[Document extract start]

Merge from BR_V5_DEV 16Feb09

[modules/med.git] / src / ParaMEDMEM / DEC.cxx

//  Copyright (C) 2007-2008  CEA/DEN, EDF R&D
//
//  This library is free software; you can redistribute it and/or
//  modify it under the terms of the GNU Lesser General Public
//  License as published by the Free Software Foundation; either
//  version 2.1 of the License.
//
//  This library is distributed in the hope that it will be useful,
//  but WITHOUT ANY WARRANTY; without even the implied warranty of
//  MERCHANTABILITY or FITNESS FOR A PARTICULAR PURPOSE.  See the GNU
//  Lesser General Public License for more details.
//
//  You should have received a copy of the GNU Lesser General Public
//  License along with this library; if not, write to the Free Software
//  Foundation, Inc., 59 Temple Place, Suite 330, Boston, MA  02111-1307 USA
//
//  See http://www.salome-platform.org/ or email : webmaster.salome@opencascade.com
//
#include "CommInterface.hxx"
#include "Topology.hxx"
#include "BlockTopology.hxx"
#include "ComponentTopology.hxx"
#include "ParaFIELD.hxx"

[Document extract end]
[Records provided start]

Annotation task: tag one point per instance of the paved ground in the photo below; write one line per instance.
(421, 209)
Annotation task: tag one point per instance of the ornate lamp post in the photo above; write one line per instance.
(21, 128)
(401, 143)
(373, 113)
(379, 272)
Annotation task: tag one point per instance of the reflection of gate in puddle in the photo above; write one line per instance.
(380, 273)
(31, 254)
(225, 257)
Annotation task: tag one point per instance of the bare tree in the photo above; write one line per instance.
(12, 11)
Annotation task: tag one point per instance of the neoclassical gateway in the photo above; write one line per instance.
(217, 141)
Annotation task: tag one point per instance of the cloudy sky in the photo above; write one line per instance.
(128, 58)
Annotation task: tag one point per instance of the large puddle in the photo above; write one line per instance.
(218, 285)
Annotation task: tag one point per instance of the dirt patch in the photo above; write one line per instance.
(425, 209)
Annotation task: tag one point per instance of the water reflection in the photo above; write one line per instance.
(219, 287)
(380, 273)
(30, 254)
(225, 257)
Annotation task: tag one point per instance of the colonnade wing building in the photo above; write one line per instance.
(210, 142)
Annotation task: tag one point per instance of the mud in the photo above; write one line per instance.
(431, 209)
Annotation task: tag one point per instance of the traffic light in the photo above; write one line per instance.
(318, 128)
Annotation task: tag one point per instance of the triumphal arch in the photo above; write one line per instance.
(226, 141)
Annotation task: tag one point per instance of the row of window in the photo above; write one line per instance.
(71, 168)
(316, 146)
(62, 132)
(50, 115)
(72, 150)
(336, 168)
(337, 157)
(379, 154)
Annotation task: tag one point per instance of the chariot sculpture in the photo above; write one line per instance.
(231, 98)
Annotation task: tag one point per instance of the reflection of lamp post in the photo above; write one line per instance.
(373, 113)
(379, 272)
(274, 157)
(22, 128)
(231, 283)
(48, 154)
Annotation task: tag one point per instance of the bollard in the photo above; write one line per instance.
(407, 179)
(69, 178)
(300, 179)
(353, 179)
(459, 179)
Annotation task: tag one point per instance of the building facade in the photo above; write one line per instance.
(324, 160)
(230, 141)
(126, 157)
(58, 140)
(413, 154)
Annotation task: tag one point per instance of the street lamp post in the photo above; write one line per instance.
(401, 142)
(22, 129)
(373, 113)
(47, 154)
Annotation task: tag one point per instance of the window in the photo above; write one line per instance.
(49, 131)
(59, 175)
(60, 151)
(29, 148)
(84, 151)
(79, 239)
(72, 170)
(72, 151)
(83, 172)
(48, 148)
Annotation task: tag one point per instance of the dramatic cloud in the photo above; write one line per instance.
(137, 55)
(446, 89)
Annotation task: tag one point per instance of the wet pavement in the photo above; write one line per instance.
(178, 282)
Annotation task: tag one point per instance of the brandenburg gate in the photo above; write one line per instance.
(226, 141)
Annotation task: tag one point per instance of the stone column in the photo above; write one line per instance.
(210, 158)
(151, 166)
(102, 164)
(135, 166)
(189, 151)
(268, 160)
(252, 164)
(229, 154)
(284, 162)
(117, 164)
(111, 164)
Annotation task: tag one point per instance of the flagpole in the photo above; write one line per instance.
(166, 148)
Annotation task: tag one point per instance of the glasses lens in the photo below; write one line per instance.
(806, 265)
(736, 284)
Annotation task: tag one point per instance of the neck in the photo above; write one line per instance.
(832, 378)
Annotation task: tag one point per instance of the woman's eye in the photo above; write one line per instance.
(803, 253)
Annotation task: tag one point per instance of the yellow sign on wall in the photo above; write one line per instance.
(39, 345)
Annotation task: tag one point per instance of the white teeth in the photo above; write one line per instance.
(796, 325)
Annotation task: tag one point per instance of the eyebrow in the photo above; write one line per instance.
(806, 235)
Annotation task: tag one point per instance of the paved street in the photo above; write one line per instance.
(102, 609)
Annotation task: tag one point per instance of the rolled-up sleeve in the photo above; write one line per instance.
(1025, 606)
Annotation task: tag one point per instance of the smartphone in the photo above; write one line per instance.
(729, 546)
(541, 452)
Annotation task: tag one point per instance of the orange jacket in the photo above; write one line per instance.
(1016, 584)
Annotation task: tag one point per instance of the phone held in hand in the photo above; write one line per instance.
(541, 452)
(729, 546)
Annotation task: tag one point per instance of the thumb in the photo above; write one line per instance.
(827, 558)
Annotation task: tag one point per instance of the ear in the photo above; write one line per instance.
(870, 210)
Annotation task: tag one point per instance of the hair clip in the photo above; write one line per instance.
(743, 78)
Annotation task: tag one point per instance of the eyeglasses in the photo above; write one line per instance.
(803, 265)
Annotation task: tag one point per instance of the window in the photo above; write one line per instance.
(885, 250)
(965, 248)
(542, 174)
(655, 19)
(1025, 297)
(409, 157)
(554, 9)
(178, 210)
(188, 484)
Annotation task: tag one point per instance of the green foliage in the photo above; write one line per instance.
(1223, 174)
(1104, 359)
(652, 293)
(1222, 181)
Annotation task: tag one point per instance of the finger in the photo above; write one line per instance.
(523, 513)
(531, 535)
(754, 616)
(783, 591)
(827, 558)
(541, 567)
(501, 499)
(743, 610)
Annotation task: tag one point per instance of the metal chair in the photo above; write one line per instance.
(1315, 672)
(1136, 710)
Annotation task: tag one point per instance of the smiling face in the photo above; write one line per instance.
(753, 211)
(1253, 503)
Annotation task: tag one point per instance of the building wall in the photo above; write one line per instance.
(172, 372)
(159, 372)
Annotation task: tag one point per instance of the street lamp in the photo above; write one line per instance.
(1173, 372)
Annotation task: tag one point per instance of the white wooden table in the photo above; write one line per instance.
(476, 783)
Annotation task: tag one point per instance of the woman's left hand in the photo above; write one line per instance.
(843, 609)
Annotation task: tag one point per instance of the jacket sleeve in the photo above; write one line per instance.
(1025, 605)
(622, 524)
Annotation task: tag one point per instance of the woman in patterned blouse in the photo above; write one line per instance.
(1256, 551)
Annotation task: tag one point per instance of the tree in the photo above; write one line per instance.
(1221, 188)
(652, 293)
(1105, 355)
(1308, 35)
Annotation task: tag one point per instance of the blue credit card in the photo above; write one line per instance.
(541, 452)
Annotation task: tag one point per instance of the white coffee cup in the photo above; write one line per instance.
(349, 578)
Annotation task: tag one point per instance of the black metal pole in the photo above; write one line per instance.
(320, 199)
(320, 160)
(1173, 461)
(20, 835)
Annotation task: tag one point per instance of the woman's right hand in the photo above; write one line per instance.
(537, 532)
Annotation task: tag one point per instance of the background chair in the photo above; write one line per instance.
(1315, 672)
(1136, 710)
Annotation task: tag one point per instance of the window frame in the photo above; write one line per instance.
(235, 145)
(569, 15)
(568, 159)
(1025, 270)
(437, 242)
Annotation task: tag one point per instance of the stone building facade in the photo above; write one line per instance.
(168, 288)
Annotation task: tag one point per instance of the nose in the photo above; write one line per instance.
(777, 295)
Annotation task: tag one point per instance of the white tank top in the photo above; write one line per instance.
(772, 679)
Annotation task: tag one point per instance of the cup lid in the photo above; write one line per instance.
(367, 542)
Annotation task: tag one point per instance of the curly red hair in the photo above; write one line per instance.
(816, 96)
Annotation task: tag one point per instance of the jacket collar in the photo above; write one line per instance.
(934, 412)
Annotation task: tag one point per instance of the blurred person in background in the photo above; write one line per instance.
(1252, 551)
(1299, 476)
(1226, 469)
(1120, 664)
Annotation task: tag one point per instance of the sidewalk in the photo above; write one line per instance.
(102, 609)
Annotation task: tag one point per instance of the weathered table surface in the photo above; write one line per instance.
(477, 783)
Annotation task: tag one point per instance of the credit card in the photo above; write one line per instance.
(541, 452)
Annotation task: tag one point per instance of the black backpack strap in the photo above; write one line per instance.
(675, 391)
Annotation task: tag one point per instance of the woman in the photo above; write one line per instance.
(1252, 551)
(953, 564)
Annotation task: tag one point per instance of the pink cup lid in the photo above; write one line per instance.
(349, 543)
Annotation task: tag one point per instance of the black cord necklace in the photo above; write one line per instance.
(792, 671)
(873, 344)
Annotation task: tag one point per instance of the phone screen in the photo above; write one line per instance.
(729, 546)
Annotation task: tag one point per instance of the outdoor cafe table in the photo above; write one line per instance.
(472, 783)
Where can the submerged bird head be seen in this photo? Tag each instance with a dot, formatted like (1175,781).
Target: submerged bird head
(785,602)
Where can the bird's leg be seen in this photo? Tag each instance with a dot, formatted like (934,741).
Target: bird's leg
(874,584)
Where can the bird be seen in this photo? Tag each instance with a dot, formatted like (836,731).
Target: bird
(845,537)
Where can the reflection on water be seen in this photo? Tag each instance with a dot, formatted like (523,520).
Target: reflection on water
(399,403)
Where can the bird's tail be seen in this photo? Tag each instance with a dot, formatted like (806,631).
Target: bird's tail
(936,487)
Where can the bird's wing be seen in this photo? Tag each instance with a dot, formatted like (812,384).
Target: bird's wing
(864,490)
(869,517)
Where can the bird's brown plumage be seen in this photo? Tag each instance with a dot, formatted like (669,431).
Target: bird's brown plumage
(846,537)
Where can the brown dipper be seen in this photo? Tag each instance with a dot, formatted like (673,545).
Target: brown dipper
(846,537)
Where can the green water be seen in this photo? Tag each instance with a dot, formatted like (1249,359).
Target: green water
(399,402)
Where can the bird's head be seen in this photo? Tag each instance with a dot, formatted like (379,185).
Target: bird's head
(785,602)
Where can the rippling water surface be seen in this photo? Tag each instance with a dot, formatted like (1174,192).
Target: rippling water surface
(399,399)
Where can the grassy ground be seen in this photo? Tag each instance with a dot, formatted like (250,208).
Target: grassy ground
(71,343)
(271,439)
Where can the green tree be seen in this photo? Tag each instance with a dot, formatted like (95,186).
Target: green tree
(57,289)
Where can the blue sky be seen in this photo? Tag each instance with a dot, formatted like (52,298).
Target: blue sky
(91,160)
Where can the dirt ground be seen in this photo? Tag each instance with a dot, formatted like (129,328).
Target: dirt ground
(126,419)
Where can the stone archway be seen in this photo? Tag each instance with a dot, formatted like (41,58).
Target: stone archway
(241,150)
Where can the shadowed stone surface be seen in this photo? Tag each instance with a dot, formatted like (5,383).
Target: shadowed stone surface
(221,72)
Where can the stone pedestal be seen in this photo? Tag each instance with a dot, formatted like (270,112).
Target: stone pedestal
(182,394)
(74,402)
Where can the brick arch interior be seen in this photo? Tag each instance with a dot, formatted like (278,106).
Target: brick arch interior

[Records provided end]

-- Objective --
Write the next lines of the DEC.cxx source file, picking up right after its last include line.

-- The reply --
#include "DEC.hxx"
#include "ICoCoField.hxx"
#include "ICoCoMEDField.hxx"
#include "ICoCoTrioField.hxx"
#include "MPIProcessorGroup.hxx"

#include <cmath>

/*! \defgroup dec DEC
 *
 * \section decintroduction Introduction
 *
 * Interface class for creation of a link between two 
 * processor groups for exhanging mesh or field data.
 * The DEC is defined by attaching a field on the receiving or on the 
 * sending side. 
 * On top of attaching a ParaMEDMEM::FIELD, it is possible to
 * attach a ICoCo::Field. This class is an abstract class that enables 
 * coupling of codes that respect the ICoCo interface \ref icoco. It has two implementations:
 * one for codes that express their fields as MEDCoupling fields (ICoCo::MEDField) and one
 * for codes that express their fields as Trio/U fields.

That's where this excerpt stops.